▶ **Brano**:
--------------------

Sono pesantemente in ritardo sulla notizia, ma vorrei spezzare una bacchetta magica in favore del povero Silvan.
In un suo recente intervento a “Domenica in”, il vetusto mago che tanti ammorbò istanti di nostra frale “fanciullezza anni ‘70”, ha subito l’onta di essere bacchettato per una battuta tutto sommato veniale e cattiva come il morso di un neonato al suo peluche preferito.
La cosa mi ha messo parecchia malinconia per i suoi tratti di ingiusta e stonata nemesi storica, toccata ad un personaggio che ha fatto per decenni la sua onesta parte nel mondo dello spettacolo.
Per lui che si è sempre destreggiato così elegantemente con la bacchetta in mano, mi è sembrata davvero un’ironia della sorte di pessimo gusto ricevere proprio il suo ferro del mestiere, così all’improvviso e tutto d’un botto, sulle unghie
Fermo restando il fatto che come personaggio possa piacere o stare sui maroni (e personalmente, pur non optando propriamente per la seconda alternativa, non è che mi abbia mai esaltato più di tanto), sinceramente non lo meritava.
L’avrete vista tutti la scena.
Spero non direttamente dalla mozzarellifera “Domenica in”, ma magari nella riproposizione del sempre geniale Blob, oppure anche sul web. Mentre si accingeva ad eseguire uno dei suoi giochi di prestigio con la collaborazione della conduttrice Lorena Bianchetti, il buon vecchio Saghibù (con questo nome, dice Wikipedia, Aldo Savoldello, non ancora Silvan, esordì all’età di 7 anni nell’oratorio Don Bosco di Venezia: anche quando, vi pare un inizio di curriculum avvicinabile per “sana malvagità satirica” a quello di Vauro?!?!?), ha detto che la bacchetta che stava brandendo l’avrebbe potuta magari prestare a Berlusconi.

--------------------

Dati estratti da una raccolta
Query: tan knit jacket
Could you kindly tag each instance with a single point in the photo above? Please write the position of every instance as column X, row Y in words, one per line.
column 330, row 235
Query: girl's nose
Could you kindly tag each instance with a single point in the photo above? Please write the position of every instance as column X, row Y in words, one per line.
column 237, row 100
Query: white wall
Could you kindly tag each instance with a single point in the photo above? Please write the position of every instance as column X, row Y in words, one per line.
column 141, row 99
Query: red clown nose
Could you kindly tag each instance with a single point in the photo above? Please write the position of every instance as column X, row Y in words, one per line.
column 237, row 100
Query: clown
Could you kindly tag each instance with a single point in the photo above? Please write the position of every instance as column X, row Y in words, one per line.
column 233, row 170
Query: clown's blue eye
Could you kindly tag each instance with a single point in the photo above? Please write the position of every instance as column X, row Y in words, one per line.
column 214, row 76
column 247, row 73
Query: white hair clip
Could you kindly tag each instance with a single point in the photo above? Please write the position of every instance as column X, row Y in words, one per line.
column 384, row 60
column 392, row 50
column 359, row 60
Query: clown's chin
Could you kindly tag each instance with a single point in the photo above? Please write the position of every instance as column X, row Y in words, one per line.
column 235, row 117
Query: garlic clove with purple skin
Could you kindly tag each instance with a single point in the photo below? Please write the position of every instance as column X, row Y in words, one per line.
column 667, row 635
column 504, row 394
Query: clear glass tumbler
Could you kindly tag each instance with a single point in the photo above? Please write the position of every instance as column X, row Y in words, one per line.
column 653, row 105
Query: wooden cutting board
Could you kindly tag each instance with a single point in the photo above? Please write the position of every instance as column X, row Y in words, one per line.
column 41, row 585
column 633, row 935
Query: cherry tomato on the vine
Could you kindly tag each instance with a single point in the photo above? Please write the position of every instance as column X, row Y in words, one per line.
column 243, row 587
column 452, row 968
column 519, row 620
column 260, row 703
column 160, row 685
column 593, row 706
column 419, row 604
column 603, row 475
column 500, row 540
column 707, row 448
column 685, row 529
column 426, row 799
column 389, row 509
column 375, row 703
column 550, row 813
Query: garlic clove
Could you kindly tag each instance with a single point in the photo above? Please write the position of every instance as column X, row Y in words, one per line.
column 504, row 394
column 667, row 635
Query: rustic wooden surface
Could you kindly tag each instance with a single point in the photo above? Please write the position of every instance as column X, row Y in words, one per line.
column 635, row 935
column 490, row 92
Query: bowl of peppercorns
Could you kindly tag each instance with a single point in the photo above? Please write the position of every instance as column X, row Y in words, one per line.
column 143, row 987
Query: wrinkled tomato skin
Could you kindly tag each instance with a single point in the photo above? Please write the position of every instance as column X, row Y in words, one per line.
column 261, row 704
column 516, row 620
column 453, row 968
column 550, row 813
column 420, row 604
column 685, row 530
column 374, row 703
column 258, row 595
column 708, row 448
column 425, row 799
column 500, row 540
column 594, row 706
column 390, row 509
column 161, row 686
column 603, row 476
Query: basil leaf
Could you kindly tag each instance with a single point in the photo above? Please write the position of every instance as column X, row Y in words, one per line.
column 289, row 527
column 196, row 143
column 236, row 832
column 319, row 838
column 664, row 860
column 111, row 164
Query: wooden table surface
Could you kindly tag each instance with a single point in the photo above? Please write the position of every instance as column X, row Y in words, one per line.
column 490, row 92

--------------------

▶ **Descrizione del compito**:
Secondo il brano su Silvan, con quale nome Aldo Savoldello esordì a 7 anni nell'oratorio Don Bosco di Venezia?

▶ **Soluzione del compito**:
Con il nome Saghibù.